**Aim of the task:** Copy out only those lines running from the line with "Segment the seated" to the end of the listing, keeping each one exactly as it is.

**Record extracts:**
▬▬▬▬▬▬▬▬▬▬

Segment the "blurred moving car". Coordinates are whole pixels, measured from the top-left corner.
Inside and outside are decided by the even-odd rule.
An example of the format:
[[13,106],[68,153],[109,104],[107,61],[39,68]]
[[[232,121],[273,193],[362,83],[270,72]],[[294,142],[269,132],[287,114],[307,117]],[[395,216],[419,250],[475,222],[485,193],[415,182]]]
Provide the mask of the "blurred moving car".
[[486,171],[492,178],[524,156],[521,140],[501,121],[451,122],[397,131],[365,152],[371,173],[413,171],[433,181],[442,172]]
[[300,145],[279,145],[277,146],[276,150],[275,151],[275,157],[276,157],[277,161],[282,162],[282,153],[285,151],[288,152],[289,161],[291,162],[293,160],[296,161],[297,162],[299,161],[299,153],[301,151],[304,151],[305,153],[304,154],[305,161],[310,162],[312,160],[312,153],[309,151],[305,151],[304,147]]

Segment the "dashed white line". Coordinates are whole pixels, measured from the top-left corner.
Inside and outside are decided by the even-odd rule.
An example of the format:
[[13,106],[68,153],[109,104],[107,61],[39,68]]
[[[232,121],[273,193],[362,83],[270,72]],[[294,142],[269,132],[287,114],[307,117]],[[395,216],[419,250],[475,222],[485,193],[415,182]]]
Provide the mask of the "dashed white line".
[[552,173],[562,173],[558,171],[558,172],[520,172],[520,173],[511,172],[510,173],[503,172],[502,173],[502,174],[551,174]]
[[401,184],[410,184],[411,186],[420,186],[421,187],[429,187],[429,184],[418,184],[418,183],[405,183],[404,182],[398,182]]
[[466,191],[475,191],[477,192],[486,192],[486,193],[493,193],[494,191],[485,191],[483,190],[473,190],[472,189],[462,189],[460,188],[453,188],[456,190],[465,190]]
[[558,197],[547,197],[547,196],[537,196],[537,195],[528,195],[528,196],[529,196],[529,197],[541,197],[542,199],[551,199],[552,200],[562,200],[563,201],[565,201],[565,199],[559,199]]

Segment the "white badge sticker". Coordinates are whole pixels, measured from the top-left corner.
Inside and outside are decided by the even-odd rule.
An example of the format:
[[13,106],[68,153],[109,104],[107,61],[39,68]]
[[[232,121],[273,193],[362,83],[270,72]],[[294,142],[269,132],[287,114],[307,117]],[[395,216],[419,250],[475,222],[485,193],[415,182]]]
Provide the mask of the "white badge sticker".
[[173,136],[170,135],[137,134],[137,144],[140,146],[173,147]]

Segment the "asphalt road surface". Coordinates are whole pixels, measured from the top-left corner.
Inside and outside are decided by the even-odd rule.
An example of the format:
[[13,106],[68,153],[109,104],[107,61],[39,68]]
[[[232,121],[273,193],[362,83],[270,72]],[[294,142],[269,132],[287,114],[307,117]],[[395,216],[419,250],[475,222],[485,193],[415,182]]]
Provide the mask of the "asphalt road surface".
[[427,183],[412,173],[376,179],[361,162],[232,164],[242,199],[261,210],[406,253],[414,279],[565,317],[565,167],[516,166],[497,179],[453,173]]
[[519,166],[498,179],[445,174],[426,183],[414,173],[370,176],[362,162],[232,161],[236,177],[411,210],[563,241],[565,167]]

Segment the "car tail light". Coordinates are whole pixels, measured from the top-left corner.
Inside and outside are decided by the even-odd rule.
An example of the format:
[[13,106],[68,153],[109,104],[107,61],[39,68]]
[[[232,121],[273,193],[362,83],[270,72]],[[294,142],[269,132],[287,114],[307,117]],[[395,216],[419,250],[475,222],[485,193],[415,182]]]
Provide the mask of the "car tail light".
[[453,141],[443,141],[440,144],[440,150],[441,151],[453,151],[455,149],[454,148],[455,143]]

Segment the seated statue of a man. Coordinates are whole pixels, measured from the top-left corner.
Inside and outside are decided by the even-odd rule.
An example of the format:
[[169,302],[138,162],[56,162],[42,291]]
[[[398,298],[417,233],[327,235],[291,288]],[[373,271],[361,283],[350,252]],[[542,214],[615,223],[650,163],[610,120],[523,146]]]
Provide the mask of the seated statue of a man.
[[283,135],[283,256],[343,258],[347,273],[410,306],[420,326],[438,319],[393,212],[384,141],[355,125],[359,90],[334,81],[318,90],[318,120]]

▬▬▬▬▬▬▬▬▬▬

**Correct answer:**
Segment the seated statue of a man. Coordinates are whole pixels, measured from the top-left corner.
Inside and outside are decided by the even-odd rule.
An example of the format:
[[169,302],[138,162],[56,162],[42,291]]
[[[398,298],[417,233],[327,235],[291,288]],[[373,271],[361,283],[350,252]],[[542,214],[615,223],[650,163],[610,120],[523,146]]]
Provide the mask of the seated statue of a man.
[[283,135],[283,256],[343,258],[347,273],[410,306],[420,326],[438,319],[393,212],[384,141],[355,125],[359,90],[334,81],[318,90],[318,120]]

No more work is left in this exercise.